* BEGIN *

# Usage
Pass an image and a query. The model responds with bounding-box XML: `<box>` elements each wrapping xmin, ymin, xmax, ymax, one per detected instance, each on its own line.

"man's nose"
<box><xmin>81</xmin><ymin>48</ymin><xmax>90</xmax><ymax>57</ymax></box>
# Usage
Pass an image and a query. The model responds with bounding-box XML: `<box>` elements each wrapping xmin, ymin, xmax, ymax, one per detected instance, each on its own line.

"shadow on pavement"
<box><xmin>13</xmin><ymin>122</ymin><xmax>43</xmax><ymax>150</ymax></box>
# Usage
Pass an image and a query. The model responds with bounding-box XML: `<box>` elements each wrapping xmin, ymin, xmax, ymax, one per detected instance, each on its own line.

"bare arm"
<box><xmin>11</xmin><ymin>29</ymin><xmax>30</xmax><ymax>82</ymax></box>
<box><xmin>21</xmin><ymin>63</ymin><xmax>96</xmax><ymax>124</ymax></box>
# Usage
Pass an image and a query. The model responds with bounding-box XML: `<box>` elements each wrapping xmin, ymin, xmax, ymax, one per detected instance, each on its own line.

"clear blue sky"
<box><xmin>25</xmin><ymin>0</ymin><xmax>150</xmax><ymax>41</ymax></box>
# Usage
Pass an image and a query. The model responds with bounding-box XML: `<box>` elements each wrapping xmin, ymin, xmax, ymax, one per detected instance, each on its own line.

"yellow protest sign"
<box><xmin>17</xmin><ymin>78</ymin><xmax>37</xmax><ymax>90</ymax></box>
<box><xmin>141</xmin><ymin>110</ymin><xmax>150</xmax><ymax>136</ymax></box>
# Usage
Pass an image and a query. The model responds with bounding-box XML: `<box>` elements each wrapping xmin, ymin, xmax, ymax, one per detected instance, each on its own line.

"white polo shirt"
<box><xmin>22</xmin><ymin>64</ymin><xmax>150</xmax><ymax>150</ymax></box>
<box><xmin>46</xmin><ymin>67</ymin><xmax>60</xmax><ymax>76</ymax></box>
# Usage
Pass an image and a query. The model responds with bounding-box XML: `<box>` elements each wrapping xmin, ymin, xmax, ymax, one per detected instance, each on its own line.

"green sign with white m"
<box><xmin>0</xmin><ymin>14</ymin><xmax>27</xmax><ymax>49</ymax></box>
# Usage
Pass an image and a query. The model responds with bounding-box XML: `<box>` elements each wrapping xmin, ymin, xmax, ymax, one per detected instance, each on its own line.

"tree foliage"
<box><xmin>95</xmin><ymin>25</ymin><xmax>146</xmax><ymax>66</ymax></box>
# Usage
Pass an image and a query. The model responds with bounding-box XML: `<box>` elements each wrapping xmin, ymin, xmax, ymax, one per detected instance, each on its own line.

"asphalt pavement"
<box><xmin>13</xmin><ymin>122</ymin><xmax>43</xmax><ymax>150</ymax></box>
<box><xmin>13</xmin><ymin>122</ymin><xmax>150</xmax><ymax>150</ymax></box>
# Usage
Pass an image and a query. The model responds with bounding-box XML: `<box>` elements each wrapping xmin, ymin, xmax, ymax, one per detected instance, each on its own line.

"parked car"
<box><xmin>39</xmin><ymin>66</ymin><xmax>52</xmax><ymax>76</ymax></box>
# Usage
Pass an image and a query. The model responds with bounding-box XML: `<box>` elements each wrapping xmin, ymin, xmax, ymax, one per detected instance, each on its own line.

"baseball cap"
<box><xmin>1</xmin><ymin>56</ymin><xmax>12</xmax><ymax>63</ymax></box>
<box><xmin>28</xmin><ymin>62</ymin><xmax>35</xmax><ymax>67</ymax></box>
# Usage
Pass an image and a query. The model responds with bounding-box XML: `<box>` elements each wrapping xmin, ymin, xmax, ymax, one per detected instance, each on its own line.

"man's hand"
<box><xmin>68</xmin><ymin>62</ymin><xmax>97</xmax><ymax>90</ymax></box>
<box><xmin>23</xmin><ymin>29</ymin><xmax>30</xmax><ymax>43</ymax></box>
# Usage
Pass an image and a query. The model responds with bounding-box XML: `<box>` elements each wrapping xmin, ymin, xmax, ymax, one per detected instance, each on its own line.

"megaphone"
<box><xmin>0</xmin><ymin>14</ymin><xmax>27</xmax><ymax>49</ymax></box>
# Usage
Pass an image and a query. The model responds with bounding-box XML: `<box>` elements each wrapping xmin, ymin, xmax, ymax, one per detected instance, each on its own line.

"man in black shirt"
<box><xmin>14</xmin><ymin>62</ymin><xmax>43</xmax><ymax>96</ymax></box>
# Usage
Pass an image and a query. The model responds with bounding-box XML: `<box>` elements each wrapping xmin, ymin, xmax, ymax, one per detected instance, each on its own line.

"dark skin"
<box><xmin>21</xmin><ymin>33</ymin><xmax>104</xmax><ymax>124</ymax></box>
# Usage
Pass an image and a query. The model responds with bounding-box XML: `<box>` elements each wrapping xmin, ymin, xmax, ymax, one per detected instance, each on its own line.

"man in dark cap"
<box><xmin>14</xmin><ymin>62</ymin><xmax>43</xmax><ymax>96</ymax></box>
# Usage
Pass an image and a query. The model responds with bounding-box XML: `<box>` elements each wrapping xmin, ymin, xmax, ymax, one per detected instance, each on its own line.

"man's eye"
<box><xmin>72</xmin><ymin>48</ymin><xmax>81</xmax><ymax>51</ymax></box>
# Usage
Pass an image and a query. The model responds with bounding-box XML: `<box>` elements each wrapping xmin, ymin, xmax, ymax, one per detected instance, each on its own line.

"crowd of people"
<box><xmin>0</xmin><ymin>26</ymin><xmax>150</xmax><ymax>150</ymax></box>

* END *

OBJECTIVE: Display every line of the records that contains the word "pavement", treating uppercase and lowercase letters as distinct.

THE COMPLETED TASK:
"shadow on pavement"
"asphalt pavement"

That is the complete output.